- EXTRACT -
By The Department of Fools
Part of the 2016 New York International Fringe Festival
Off Off Broadway, Clown/Masque
Runs through 8.27.16
FringeLOUNGE at the Clemente, 107 Suffolk Street
by Will Jacobs on 8.18.16
Alec Seymore, Brandon Salerno, Abhinav Sharma, Jesse Cuesta, and Anna Tempt in A History of Servitude. Photo by Arianna Cuesta.
BOTTOM LINE: Playing in the slapstick style of commedia dell'arte, The Department of Fools’ A History of Servitude is an hour-long romp that retells history from the perspective of the servants.
The premiere of The Department Fools’ A History of Servitude did not come without its requisite production hiccups (and then some). The scheduled curtain time was set for noon on what was supposed to be the hottest day of the summer, in a community garden that offered shade only at the outskirts of the seating area. The production team did their best by handing out a few much-needed umbrellas, but even so the audience was gearing up for what was looking like a long and hot sixty minutes of comedy.
Then the venue changed.

- GOAL 1 -
Retype the part of the review starting at "The premiere of" and ending at "minutes of comedy.".

- DATASET EXCERPTS -

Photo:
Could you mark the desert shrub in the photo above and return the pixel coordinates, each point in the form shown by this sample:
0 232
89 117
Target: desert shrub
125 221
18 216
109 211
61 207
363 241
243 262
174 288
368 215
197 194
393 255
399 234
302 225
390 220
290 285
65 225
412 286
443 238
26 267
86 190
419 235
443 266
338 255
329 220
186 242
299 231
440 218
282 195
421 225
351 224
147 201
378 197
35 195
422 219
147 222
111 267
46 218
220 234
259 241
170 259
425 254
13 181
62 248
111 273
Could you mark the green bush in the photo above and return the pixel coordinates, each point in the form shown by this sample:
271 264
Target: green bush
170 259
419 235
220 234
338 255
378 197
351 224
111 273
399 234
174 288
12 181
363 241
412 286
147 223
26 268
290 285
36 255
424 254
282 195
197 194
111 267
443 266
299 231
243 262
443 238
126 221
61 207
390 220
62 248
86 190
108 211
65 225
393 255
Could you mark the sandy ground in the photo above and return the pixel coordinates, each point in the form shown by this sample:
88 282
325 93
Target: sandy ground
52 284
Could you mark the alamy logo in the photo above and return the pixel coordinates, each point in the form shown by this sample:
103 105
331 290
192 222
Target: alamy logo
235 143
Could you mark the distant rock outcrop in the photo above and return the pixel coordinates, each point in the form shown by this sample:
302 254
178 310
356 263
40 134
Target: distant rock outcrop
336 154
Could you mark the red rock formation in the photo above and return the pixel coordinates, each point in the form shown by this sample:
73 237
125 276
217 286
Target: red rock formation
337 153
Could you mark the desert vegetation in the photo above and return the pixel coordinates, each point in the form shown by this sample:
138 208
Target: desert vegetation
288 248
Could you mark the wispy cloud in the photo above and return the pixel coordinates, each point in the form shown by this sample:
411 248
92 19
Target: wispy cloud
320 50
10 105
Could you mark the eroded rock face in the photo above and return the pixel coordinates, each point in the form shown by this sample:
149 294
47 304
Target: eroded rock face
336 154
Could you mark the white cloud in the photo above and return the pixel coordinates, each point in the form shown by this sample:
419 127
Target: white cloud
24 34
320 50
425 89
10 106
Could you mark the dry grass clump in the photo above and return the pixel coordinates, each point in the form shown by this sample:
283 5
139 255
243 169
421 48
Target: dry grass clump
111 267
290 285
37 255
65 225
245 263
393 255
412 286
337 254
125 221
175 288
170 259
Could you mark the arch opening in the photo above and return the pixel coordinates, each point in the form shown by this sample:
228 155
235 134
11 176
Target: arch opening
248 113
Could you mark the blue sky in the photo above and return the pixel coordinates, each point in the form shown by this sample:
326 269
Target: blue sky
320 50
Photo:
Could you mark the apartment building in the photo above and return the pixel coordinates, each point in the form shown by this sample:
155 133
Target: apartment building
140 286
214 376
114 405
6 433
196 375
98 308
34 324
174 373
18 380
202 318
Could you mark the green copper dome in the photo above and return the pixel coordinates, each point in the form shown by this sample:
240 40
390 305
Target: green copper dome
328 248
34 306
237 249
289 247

- GOAL 2 -
Repeat the records starting at the line that contains "Could you mark the green copper" and ending at the end of the records.

- FINAL RESULT 1 -
The premiere of The Department Fools’ A History of Servitude did not come without its requisite production hiccups (and then some). The scheduled curtain time was set for noon on what was supposed to be the hottest day of the summer, in a community garden that offered shade only at the outskirts of the seating area. The production team did their best by handing out a few much-needed umbrellas, but even so the audience was gearing up for what was looking like a long and hot sixty minutes of comedy.

- FINAL RESULT 2 -
Could you mark the green copper dome in the photo above and return the pixel coordinates, each point in the form shown by this sample:
240 40
390 305
Target: green copper dome
328 248
34 306
237 249
289 247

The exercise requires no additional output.